→ **Requirement**: Scan the entries below and say how many lines contain "jeans". Write only the number.

═══

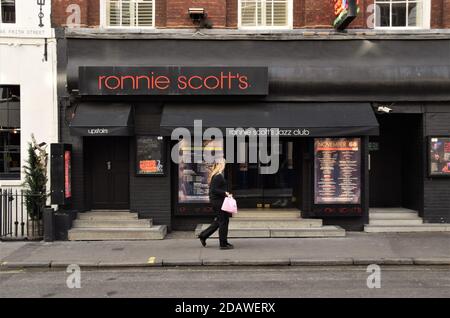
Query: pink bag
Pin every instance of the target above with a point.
(229, 205)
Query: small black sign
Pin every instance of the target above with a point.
(173, 80)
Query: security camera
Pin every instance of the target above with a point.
(197, 14)
(384, 109)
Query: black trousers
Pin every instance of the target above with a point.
(220, 222)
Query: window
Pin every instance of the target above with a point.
(265, 14)
(130, 13)
(9, 132)
(401, 13)
(8, 11)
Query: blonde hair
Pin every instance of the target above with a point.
(218, 167)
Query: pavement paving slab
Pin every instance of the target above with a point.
(357, 248)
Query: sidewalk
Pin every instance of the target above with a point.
(355, 249)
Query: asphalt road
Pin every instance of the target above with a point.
(396, 281)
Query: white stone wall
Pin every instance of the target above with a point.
(22, 62)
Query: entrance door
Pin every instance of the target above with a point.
(109, 166)
(253, 189)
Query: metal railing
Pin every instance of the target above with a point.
(15, 221)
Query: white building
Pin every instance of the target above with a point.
(28, 103)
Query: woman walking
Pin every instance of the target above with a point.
(217, 193)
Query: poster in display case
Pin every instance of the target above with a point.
(337, 171)
(150, 156)
(193, 177)
(439, 156)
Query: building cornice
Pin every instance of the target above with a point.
(228, 34)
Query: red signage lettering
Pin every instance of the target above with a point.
(173, 80)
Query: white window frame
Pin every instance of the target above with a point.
(15, 13)
(426, 17)
(103, 18)
(264, 27)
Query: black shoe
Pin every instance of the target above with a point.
(202, 240)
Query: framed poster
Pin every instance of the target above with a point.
(337, 171)
(61, 174)
(150, 156)
(67, 174)
(439, 156)
(193, 177)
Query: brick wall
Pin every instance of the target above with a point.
(223, 13)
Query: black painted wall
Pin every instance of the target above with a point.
(150, 196)
(396, 168)
(436, 190)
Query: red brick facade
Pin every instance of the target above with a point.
(308, 14)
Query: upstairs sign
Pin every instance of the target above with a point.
(345, 12)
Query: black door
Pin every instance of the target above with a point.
(108, 159)
(255, 190)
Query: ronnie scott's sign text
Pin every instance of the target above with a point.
(173, 80)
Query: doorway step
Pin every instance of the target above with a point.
(395, 220)
(275, 223)
(107, 225)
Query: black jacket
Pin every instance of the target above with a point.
(217, 189)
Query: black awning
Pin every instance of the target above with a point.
(102, 119)
(300, 119)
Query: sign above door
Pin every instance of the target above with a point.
(173, 80)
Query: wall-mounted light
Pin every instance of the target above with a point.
(41, 14)
(199, 17)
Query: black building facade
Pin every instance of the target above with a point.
(381, 102)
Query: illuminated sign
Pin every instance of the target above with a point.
(173, 80)
(345, 12)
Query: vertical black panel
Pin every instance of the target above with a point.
(150, 196)
(436, 190)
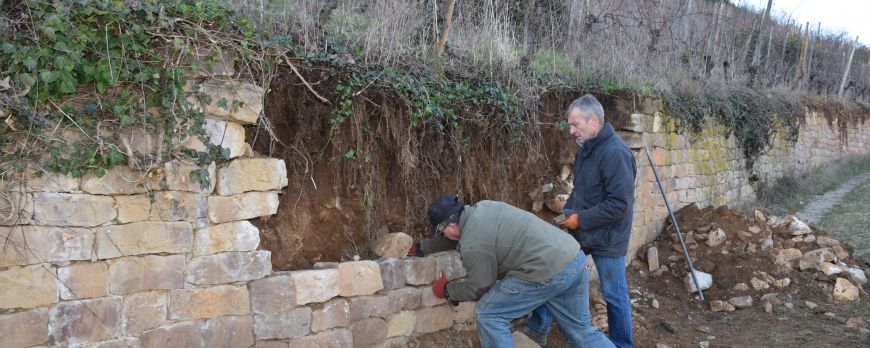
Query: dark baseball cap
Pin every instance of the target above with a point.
(442, 208)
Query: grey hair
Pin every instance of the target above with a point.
(588, 106)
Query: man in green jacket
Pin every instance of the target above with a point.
(515, 262)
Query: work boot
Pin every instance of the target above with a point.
(537, 337)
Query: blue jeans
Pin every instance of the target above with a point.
(611, 274)
(566, 295)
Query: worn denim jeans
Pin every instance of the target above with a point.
(566, 295)
(611, 274)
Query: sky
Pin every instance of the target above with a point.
(835, 15)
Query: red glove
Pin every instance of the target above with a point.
(439, 285)
(570, 223)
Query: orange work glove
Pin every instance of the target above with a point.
(570, 223)
(440, 285)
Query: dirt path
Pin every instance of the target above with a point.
(814, 211)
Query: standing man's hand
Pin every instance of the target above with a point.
(439, 287)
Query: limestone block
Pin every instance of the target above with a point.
(179, 206)
(144, 311)
(283, 325)
(62, 209)
(238, 102)
(334, 313)
(243, 175)
(338, 338)
(178, 177)
(133, 208)
(315, 285)
(273, 295)
(148, 237)
(79, 322)
(123, 342)
(359, 278)
(242, 206)
(27, 287)
(83, 280)
(120, 180)
(20, 208)
(134, 274)
(419, 270)
(392, 273)
(229, 267)
(405, 298)
(44, 244)
(231, 236)
(450, 263)
(393, 245)
(370, 306)
(187, 304)
(24, 329)
(187, 334)
(431, 319)
(227, 135)
(230, 332)
(463, 312)
(368, 332)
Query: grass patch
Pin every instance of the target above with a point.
(850, 220)
(790, 193)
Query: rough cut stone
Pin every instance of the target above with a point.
(79, 322)
(368, 332)
(315, 285)
(243, 101)
(230, 332)
(704, 279)
(178, 177)
(393, 245)
(359, 278)
(450, 263)
(229, 267)
(133, 208)
(392, 273)
(431, 319)
(242, 206)
(844, 291)
(62, 209)
(243, 175)
(283, 325)
(144, 311)
(370, 306)
(187, 304)
(134, 274)
(227, 135)
(273, 295)
(337, 338)
(27, 287)
(405, 298)
(83, 280)
(178, 206)
(187, 334)
(335, 313)
(24, 329)
(44, 244)
(231, 236)
(149, 237)
(419, 270)
(120, 180)
(741, 301)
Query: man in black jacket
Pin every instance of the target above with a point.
(599, 214)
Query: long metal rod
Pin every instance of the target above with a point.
(671, 211)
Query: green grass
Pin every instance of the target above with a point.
(850, 220)
(789, 194)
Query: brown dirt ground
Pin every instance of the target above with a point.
(684, 314)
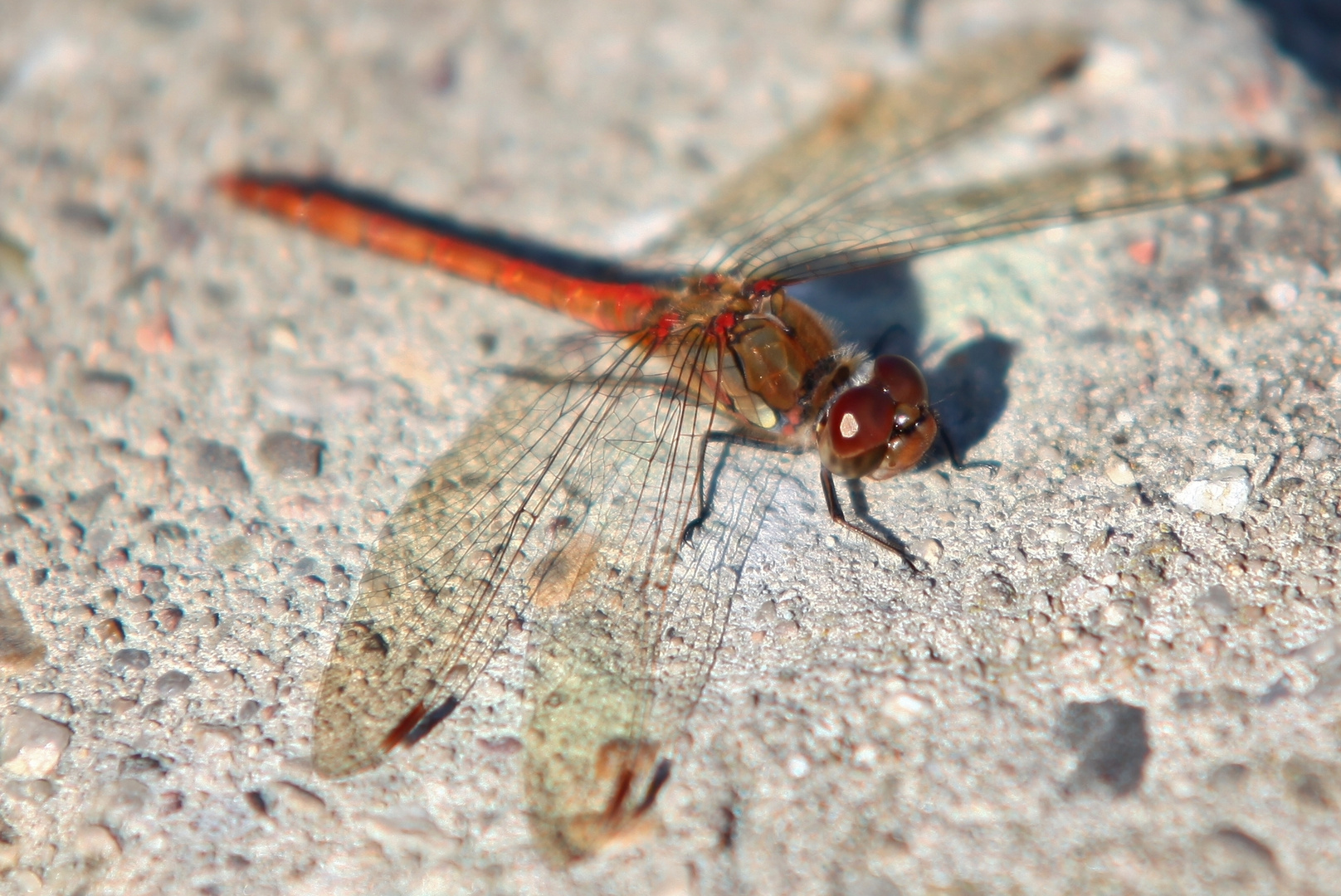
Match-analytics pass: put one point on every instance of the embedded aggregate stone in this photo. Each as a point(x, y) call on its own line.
point(172, 684)
point(217, 467)
point(130, 659)
point(19, 647)
point(31, 745)
point(1223, 491)
point(1112, 745)
point(102, 388)
point(290, 456)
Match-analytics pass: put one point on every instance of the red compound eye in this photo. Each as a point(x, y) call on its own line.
point(851, 441)
point(901, 378)
point(860, 420)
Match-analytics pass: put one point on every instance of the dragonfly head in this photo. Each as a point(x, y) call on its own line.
point(880, 428)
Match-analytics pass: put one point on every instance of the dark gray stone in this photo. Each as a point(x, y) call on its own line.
point(290, 456)
point(1112, 741)
point(216, 465)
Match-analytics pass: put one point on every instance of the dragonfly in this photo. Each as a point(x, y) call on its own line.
point(609, 497)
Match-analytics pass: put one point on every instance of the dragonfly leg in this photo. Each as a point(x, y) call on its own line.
point(707, 487)
point(957, 459)
point(877, 533)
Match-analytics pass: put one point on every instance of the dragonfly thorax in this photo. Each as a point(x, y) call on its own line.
point(768, 360)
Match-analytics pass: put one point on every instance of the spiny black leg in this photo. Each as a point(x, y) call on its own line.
point(705, 495)
point(880, 535)
point(957, 460)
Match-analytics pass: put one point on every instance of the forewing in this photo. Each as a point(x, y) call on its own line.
point(866, 139)
point(892, 230)
point(618, 663)
point(463, 554)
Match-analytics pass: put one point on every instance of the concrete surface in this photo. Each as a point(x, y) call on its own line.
point(1123, 674)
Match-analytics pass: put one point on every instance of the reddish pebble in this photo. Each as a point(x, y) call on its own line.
point(1144, 251)
point(156, 336)
point(27, 367)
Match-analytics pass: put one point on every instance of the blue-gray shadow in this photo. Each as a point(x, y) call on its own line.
point(883, 311)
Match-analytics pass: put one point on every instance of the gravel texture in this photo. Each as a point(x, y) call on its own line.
point(1121, 675)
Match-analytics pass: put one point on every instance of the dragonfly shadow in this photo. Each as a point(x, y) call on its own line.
point(968, 391)
point(883, 310)
point(880, 309)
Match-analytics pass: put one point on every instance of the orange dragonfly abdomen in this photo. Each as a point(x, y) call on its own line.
point(613, 308)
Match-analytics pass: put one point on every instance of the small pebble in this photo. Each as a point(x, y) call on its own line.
point(1281, 295)
point(904, 709)
point(50, 703)
point(97, 844)
point(1321, 448)
point(1058, 533)
point(85, 217)
point(290, 456)
point(156, 336)
point(169, 619)
point(32, 745)
point(26, 882)
point(27, 367)
point(172, 684)
point(929, 550)
point(110, 632)
point(102, 388)
point(1218, 600)
point(1112, 741)
point(291, 798)
point(1223, 491)
point(1120, 472)
point(1144, 251)
point(130, 659)
point(19, 647)
point(217, 467)
point(15, 271)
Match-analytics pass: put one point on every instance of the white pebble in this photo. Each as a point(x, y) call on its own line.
point(904, 709)
point(1282, 295)
point(1222, 491)
point(929, 550)
point(32, 745)
point(1120, 472)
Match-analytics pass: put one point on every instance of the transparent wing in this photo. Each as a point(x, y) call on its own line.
point(605, 719)
point(864, 141)
point(574, 482)
point(890, 230)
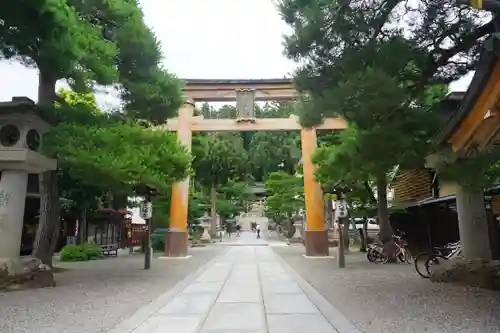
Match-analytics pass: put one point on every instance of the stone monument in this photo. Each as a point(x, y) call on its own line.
point(21, 136)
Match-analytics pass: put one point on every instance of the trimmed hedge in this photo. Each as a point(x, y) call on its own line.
point(83, 252)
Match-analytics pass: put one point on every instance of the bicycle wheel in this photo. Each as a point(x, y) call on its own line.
point(433, 260)
point(420, 264)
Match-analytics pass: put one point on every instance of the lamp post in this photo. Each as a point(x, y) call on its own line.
point(147, 213)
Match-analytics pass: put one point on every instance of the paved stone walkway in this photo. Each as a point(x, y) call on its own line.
point(248, 289)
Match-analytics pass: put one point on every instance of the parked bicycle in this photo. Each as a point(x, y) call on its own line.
point(438, 255)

═══

→ **Solution to this task**: 2